▶ Задания
1: Процитируйте точно фрагмент интервью, который начинается со слов, содержащих «Алексей Малобродский в», и заканчивается словами «мнение? За что?».
2: Ответьте по интервью на вопросы:
(a) В какой суд передано дело о спектакле «Финист Ясный Сокол»?
(b) Какую должность в «Гоголь-центре» занимал Алексей Малобродский?
(c) Сколько времени Женя Беркович и Светлана Петрийчук находятся в СИЗО?

▶ Исходный текст
ИнтервьюПолитика

«Позорно, прискорбно и унизительно для страны»

Экс-гендиректор «Гоголь-центра» Алексей Малобродский, один из фигурантов дела «Седьмой студии», — о Жене Беркович и Светлане Петрийчук

«Позорно, прискорбно и унизительно для страны»

Алексей Малобродский в суде по делу Александры Скочиленко. Фото: Алексей Душутин / «Новая газета»

Прошел год, как Женя Беркович и Светлана Петрийчук сидят в СИЗО, дело об «оправдании терроризма» в спектакле «Финист Ясный Сокол» передано в Западный окружной военный суд. Год назад, когда их только арестовали, было несколько версий, почему появилось это беспрецедентное дело. Кто-то предполагал, что их отправили в СИЗО за стихи Беркович, кто-то утверждал, что это «атака» на премию «Золотая маска», которую, в частности, получил спектакль «Финист». Какое у вас сейчас мнение? За что?

— К сожалению, я слишком хорошо знаю — и по своему опыту, и по опыту наблюдений последних нескольких лет, — что непосредственный повод часто вообще не нужен. Порой не нужно не только объективных оснований для преследования человека, но даже и формального повода. Отсутствие события преступления уже не является причиной, которая могла бы удержать репрессивные органы от того, чтобы завести уголовное дело. Логика там примерно такая: «надо начать, потом разберемся, на всякого можно что-то найти, а не найдем, так придумаем».

▶ Набор данных
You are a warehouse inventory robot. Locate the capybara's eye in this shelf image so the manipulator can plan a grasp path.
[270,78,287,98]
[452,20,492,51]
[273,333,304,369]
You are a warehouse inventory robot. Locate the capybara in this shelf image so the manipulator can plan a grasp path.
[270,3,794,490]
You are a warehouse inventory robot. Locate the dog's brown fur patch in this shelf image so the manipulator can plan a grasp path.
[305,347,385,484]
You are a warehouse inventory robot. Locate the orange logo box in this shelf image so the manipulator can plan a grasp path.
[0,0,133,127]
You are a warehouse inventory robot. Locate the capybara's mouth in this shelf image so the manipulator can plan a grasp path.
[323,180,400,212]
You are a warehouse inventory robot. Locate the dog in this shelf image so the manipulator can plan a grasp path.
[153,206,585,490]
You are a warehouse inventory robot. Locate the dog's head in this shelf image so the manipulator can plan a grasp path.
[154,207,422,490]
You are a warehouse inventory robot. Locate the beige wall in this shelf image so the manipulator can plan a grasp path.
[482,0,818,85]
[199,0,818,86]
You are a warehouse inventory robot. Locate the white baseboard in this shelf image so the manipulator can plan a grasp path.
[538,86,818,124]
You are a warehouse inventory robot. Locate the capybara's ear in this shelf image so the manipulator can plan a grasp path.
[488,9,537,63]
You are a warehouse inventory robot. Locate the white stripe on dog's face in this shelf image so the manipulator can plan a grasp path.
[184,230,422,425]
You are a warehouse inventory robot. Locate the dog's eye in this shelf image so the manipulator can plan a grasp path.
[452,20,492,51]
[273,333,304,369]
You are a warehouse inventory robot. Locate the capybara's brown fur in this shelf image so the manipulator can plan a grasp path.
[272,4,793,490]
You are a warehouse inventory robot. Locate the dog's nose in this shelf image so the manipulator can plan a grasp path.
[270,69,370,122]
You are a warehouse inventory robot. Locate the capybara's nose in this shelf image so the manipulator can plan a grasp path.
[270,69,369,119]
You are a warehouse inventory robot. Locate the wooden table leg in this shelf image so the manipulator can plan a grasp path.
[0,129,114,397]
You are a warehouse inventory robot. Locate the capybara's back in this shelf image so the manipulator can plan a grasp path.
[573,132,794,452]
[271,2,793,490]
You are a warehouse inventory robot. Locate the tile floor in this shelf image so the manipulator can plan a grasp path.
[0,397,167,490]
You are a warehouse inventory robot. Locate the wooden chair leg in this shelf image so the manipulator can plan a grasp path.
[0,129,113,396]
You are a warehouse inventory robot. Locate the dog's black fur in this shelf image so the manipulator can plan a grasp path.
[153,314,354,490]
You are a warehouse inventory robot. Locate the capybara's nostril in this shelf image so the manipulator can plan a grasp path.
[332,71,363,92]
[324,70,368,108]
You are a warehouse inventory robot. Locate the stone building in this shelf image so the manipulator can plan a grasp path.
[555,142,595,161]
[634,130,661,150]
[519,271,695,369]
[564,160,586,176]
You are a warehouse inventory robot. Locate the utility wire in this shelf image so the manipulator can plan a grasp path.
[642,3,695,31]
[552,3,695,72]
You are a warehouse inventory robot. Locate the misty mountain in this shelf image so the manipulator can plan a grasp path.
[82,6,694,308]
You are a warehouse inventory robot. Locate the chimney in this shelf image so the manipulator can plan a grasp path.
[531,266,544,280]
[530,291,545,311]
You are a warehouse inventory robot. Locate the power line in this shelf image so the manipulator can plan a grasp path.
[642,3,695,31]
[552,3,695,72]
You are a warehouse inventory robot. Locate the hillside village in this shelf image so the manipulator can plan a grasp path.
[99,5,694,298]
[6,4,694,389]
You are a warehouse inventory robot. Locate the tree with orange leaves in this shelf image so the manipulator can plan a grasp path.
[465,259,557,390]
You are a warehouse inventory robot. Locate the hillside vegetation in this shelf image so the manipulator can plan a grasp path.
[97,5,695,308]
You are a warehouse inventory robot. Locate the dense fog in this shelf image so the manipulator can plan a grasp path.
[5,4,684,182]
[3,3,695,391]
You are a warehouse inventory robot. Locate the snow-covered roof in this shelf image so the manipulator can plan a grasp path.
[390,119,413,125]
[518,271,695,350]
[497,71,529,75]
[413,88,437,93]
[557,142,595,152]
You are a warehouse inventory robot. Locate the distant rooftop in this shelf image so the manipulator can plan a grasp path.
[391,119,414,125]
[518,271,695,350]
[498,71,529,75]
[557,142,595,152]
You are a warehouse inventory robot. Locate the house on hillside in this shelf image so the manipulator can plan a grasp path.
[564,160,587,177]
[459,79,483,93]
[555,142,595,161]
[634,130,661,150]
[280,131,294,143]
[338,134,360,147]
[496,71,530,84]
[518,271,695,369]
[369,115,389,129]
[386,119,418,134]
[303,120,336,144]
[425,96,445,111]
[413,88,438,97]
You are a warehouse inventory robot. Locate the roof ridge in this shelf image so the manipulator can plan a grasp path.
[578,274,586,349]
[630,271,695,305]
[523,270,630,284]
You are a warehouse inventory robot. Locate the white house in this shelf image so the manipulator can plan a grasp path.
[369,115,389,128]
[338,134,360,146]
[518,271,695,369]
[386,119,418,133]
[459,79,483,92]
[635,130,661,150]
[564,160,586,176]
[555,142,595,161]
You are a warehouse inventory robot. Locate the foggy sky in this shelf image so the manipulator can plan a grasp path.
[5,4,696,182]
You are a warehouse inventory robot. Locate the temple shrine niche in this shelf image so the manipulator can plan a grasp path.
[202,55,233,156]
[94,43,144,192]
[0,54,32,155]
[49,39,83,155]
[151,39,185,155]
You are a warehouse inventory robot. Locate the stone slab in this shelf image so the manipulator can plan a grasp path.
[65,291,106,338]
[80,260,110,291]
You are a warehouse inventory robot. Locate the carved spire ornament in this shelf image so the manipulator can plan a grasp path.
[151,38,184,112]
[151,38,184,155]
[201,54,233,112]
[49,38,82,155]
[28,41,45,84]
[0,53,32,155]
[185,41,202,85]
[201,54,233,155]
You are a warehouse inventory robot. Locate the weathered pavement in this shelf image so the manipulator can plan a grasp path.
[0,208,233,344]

▶ Ответы к заданиям
1:
Алексей Малобродский в суде по делу Александры Скочиленко. Фото: Алексей Душутин / «Новая газета»

Прошел год, как Женя Беркович и Светлана Петрийчук сидят в СИЗО, дело об «оправдании терроризма» в спектакле «Финист Ясный Сокол» передано в Западный окружной военный суд. Год назад, когда их только арестовали, было несколько версий, почему появилось это беспрецедентное дело. Кто-то предполагал, что их отправили в СИЗО за стихи Беркович, кто-то утверждал, что это «атака» на премию «Золотая маска», которую, в частности, получил спектакль «Финист». Какое у вас сейчас мнение? За что?

2:
(a) В Западный окружной военный суд.
(b) Генерального директора (он экс-гендиректор «Гоголь-центра»).
(c) Год.